### [Travail à faire]
Répondez à ces questions sur l'extrait consacré à l'industrie de la construction :
(a) En quel mois et en quelle année les modifications ont-elles été adoptées ?
(b) Sur quel portail Internet les modifications paraissent-elles ?
(c) Quel problème est à la source de la volatilité des prix de certains matériaux ?

### [Extrait]
Ces dernières posent un regard nouveau sur les normes réglementaires applicables à l’industrie de la construction. Les modifications paraissent sur le portail Internet acq.org. Elles ont été adoptées en février 2020 précise le conseiller senior en relations du travail Alexandre Millette.

Pénurie de matériaux

Parmi les enjeux pouvant également constituer un retard de livraison, Marie-Mychel de Charette, avocate à la Direction des affaires juridiques et gouvernementales de l’ACQ, soulève également la difficulté d’approvisionnement des matériaux pour les entrepreneurs. Ce problème est à la source de la volatilité des prix de certains matériaux. Afin de parer à la situation, elle fait état de modèles de contrats simples et épurés avant le lancement d’un chantier.

### [Enregistrements]
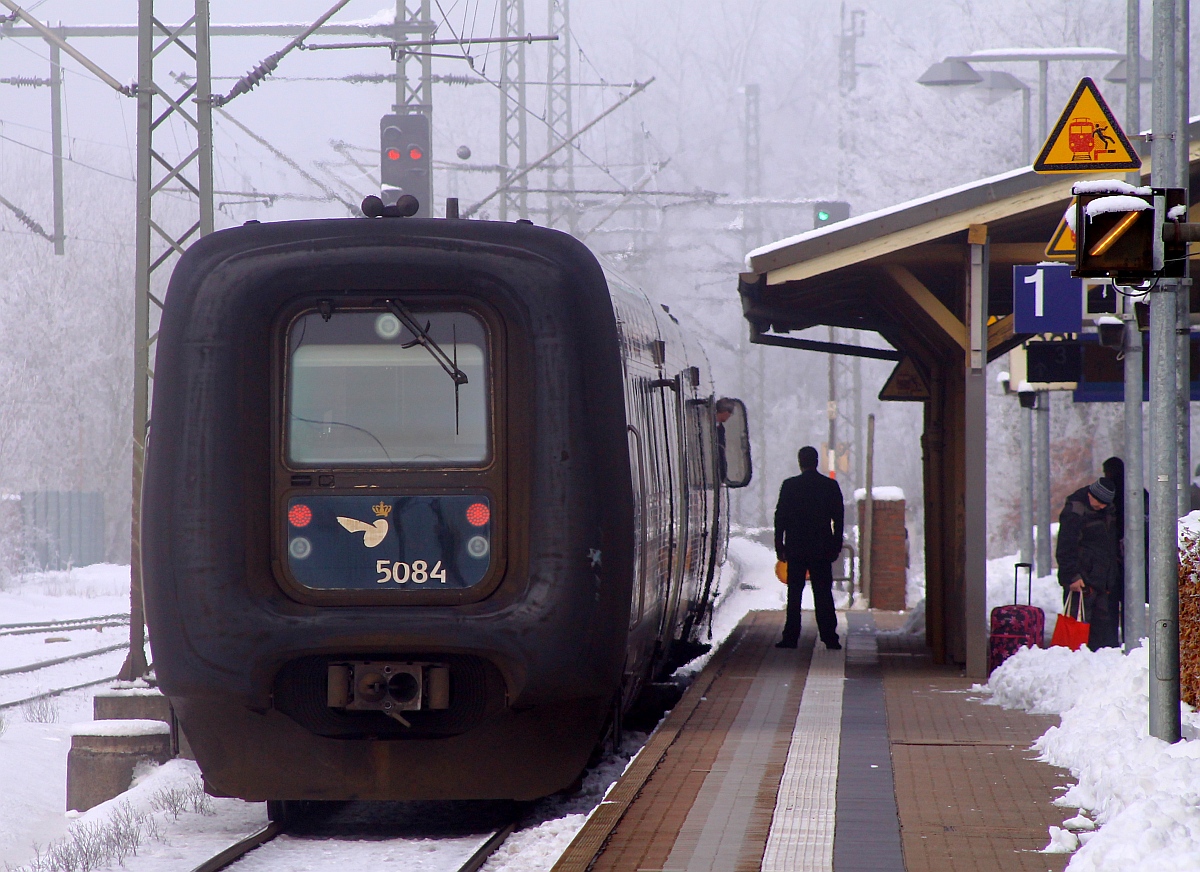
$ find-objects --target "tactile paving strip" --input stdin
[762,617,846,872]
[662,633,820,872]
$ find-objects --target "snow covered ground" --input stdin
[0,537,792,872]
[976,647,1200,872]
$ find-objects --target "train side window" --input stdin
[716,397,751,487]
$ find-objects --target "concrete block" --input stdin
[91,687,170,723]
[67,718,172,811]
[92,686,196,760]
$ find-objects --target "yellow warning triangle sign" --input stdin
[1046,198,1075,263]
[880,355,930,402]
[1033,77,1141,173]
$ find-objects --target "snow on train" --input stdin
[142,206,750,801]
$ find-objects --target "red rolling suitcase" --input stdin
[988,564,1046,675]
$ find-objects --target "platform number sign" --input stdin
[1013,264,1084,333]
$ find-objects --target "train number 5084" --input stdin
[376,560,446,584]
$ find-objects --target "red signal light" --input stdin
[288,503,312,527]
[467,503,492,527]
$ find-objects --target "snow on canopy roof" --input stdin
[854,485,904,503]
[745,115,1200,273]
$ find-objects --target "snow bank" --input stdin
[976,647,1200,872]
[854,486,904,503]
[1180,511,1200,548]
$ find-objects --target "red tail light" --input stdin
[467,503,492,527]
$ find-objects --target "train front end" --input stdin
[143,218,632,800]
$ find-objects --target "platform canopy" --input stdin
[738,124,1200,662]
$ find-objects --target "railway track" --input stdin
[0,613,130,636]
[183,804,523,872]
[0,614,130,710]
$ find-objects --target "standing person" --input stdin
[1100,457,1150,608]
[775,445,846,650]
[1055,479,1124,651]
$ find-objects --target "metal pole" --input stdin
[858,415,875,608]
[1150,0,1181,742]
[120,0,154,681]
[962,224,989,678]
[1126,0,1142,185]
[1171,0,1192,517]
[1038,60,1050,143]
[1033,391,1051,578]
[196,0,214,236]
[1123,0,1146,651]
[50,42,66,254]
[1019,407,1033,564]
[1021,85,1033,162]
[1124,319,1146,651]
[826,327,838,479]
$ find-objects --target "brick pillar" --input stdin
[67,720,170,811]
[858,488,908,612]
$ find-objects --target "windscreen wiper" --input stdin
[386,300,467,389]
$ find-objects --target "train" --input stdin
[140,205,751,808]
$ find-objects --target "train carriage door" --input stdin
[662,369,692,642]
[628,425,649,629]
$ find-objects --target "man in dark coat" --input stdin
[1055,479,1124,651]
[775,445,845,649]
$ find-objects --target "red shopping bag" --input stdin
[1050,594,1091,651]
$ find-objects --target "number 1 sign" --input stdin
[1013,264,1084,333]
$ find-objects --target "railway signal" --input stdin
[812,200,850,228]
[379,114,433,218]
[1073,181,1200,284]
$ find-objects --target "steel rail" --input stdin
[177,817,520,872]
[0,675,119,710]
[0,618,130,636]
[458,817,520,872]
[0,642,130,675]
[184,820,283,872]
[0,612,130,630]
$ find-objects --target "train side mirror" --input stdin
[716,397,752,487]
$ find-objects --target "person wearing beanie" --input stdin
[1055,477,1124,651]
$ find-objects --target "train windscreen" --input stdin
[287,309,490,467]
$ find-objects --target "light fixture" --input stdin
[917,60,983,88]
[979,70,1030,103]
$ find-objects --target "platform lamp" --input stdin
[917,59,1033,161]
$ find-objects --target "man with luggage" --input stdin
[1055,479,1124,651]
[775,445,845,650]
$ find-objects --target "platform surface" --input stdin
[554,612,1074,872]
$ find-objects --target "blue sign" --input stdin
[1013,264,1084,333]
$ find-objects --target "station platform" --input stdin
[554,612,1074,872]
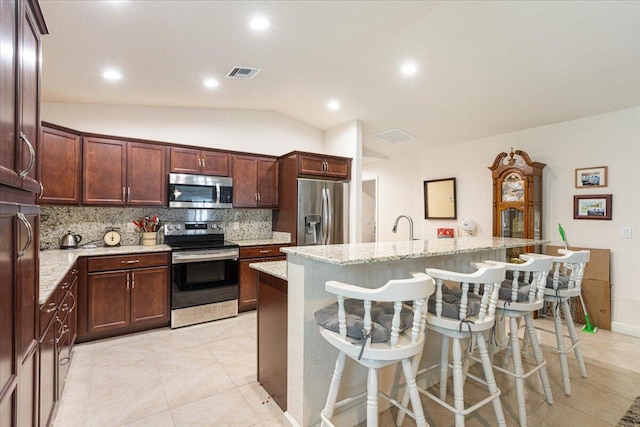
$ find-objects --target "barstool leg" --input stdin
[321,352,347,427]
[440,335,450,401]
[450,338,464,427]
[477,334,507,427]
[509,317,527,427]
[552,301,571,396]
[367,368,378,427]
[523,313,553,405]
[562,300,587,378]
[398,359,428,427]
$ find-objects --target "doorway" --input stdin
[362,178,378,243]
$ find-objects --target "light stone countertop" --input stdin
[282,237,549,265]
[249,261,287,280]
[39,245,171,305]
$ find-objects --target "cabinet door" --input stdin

### [Résultat]
(a) En février 2020.
(b) Sur le portail acq.org.
(c) La difficulté d'approvisionnement des matériaux pour les entrepreneurs.